▶ **GOAL**
Please present the stretch from the line containing "segment **large green leaf**" through the end of the rows as a Markdown table with the columns No and Line, numbering each line and leaving out blank lines.
Start of RECORDS SUPPLIED
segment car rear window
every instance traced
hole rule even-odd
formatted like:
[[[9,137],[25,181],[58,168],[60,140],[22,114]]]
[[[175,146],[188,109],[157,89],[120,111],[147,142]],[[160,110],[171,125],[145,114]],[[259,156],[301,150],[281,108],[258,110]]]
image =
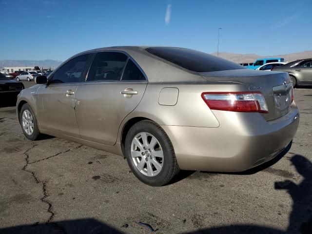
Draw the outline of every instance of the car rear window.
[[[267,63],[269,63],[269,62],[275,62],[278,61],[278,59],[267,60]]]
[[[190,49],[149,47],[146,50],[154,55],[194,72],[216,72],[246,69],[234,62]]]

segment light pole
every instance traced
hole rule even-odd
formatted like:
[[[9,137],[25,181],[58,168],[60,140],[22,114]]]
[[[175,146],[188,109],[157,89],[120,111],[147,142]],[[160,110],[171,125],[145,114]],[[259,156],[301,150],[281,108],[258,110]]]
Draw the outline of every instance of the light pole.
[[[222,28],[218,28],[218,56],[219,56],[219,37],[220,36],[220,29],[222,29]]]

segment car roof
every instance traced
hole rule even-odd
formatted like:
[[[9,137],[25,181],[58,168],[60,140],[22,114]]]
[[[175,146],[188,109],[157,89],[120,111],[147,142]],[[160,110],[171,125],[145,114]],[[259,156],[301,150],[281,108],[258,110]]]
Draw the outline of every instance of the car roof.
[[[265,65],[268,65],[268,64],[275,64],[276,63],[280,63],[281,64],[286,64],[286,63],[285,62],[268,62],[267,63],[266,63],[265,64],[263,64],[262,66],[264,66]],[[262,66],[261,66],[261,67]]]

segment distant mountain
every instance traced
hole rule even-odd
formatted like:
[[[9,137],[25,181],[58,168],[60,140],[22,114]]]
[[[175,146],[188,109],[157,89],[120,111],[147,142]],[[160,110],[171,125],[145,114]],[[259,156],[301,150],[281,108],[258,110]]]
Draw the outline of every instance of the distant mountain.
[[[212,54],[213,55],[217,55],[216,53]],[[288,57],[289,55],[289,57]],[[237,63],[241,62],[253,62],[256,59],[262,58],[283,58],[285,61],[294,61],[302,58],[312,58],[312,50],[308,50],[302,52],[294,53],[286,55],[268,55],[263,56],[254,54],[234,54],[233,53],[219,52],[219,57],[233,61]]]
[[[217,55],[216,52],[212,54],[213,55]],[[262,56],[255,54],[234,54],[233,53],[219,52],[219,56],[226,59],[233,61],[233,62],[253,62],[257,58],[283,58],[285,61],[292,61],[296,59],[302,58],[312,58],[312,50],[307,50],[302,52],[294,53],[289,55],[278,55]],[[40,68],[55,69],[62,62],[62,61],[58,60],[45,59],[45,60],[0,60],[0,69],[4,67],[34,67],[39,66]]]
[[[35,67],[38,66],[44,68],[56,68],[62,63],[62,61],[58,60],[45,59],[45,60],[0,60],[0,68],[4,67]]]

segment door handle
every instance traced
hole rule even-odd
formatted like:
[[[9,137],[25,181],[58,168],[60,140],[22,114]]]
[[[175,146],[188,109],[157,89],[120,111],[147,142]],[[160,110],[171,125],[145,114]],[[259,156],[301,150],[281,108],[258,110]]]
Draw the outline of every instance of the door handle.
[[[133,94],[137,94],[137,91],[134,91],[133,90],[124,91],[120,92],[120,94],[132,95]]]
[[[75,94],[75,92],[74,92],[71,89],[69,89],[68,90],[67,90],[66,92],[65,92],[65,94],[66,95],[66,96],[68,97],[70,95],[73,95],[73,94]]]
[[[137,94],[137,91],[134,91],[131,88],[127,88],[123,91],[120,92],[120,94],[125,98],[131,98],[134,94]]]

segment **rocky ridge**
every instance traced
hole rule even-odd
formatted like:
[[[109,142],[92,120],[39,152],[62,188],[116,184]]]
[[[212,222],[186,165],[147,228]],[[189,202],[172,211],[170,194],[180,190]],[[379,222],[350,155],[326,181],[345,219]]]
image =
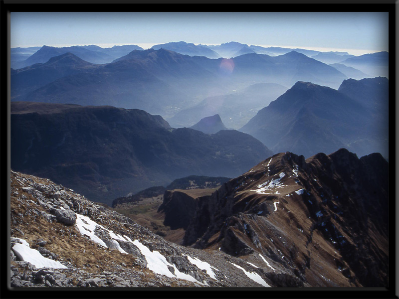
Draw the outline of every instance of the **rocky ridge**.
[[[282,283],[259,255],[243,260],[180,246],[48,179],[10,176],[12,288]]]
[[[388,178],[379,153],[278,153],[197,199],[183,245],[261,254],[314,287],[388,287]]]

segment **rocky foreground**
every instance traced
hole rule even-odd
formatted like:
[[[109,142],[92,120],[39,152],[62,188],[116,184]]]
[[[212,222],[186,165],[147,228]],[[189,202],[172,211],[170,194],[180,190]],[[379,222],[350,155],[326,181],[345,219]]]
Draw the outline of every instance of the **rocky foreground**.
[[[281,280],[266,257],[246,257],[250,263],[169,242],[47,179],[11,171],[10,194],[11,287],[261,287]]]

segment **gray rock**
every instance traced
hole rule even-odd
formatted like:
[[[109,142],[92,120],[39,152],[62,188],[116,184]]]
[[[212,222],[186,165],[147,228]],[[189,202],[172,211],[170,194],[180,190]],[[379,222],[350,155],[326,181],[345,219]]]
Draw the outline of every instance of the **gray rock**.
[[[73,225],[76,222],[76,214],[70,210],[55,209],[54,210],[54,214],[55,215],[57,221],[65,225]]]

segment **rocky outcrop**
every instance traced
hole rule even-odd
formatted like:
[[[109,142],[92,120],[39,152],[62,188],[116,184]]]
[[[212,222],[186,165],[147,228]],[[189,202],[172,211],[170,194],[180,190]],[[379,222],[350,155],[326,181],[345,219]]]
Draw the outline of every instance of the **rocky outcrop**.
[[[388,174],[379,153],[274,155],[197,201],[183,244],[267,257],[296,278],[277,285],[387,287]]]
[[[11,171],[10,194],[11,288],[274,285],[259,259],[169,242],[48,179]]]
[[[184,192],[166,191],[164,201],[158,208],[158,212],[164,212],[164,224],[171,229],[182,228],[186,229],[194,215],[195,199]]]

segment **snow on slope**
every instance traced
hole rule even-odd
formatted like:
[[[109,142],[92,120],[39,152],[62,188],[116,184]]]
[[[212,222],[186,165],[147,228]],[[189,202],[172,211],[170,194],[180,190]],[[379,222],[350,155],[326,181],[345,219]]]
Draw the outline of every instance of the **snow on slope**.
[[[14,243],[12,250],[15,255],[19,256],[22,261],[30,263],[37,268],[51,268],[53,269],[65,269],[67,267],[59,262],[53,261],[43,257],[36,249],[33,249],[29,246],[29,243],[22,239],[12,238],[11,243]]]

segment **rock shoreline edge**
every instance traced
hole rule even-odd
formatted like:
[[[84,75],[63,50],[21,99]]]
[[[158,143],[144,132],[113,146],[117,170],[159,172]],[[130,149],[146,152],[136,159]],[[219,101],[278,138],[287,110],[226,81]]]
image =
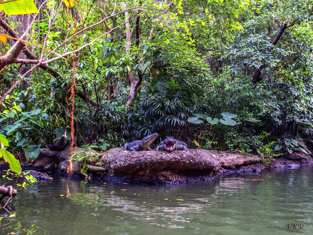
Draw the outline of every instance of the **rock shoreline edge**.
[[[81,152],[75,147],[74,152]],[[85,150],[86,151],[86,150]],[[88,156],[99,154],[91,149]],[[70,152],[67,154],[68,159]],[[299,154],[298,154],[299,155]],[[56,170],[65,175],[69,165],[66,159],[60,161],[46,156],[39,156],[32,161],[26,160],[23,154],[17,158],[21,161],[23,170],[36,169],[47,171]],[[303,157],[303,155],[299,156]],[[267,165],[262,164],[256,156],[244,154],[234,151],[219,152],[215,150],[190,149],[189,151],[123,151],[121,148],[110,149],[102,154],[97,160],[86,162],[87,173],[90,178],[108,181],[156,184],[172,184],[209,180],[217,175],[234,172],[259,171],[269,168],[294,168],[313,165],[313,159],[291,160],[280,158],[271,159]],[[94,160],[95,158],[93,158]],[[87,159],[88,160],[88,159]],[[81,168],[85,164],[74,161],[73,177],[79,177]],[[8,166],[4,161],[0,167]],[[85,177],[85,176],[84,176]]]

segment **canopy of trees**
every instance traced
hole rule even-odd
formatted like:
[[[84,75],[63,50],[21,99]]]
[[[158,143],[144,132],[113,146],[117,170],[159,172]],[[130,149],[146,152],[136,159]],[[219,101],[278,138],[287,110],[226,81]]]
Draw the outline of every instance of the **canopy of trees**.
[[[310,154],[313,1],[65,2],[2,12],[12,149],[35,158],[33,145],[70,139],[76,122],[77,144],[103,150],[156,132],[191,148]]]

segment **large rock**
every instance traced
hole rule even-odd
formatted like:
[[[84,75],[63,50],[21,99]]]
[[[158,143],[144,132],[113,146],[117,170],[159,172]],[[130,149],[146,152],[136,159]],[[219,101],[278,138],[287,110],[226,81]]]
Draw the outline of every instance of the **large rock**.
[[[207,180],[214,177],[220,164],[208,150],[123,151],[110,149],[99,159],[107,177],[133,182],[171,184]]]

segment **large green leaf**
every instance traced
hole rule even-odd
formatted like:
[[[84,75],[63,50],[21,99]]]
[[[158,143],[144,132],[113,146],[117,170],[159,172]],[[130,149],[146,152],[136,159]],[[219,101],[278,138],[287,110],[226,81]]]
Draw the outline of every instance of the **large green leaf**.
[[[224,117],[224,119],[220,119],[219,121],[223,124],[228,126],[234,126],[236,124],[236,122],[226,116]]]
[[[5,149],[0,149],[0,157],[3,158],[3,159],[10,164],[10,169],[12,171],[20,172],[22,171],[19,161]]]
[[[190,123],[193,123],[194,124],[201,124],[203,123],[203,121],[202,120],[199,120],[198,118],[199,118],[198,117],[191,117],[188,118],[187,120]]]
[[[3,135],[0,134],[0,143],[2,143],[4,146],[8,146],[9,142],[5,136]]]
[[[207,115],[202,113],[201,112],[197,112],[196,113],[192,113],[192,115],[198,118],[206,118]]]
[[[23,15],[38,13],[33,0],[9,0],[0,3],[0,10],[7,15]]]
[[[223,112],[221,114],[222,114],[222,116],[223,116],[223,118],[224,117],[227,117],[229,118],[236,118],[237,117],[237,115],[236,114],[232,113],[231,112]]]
End of RECORDS SUPPLIED
▶ **ANSWER IN FULL**
| No | Line |
|---|---|
| 1 | segment **large green leaf** |
| 2 | every instance traced |
| 3 | hole rule even-odd |
| 4 | formatted like: |
| 5 | [[[84,75],[63,50],[21,99]]] |
| 6 | [[[158,143],[144,132],[113,146],[117,170],[159,172]],[[130,149],[146,152],[136,159]],[[219,101],[278,138],[287,110],[226,81]]] |
| 7 | Draw the outline of every instance of the **large green leaf**. |
| 8 | [[[224,117],[224,119],[220,119],[219,121],[223,124],[228,126],[234,126],[236,124],[236,122],[226,116]]] |
| 9 | [[[5,149],[0,149],[0,157],[3,158],[3,159],[10,164],[10,169],[12,171],[20,172],[22,171],[19,161]]] |
| 10 | [[[190,123],[193,123],[194,124],[201,124],[203,123],[203,121],[202,120],[199,120],[198,118],[199,118],[198,117],[191,117],[188,118],[187,120]]] |
| 11 | [[[3,135],[0,134],[0,143],[2,143],[4,146],[8,146],[9,142],[5,136]]] |
| 12 | [[[207,115],[202,113],[201,112],[197,112],[196,113],[192,113],[192,115],[198,118],[206,118]]] |
| 13 | [[[23,15],[38,13],[33,0],[9,0],[0,3],[0,10],[7,15]]] |
| 14 | [[[223,112],[221,114],[222,114],[222,116],[223,116],[223,118],[224,117],[227,117],[229,118],[236,118],[237,117],[237,115],[236,114],[232,113],[231,112]]] |